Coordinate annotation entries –
Start
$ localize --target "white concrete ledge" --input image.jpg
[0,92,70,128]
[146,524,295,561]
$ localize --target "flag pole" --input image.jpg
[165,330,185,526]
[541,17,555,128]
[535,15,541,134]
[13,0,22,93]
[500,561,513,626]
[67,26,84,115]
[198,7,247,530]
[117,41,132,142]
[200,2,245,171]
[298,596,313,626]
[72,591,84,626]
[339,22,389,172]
End
Start
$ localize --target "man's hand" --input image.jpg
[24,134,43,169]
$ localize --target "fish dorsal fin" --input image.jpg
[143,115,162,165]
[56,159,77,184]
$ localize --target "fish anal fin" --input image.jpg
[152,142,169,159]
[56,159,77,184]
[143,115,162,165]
End
BRIEF – Gather each line of the listing above that contains the string "input" and copy those lines unchanged.

WORKED ANSWER –
$ localize --target "white concrete ledge" --input image.jpg
$ localize --target "flag pole" --input image.jpg
$ localize --target "man's hand" --input image.jpg
$ localize --target "fish dorsal fin" --input image.jpg
$ localize --target "fish anal fin" --input image.jpg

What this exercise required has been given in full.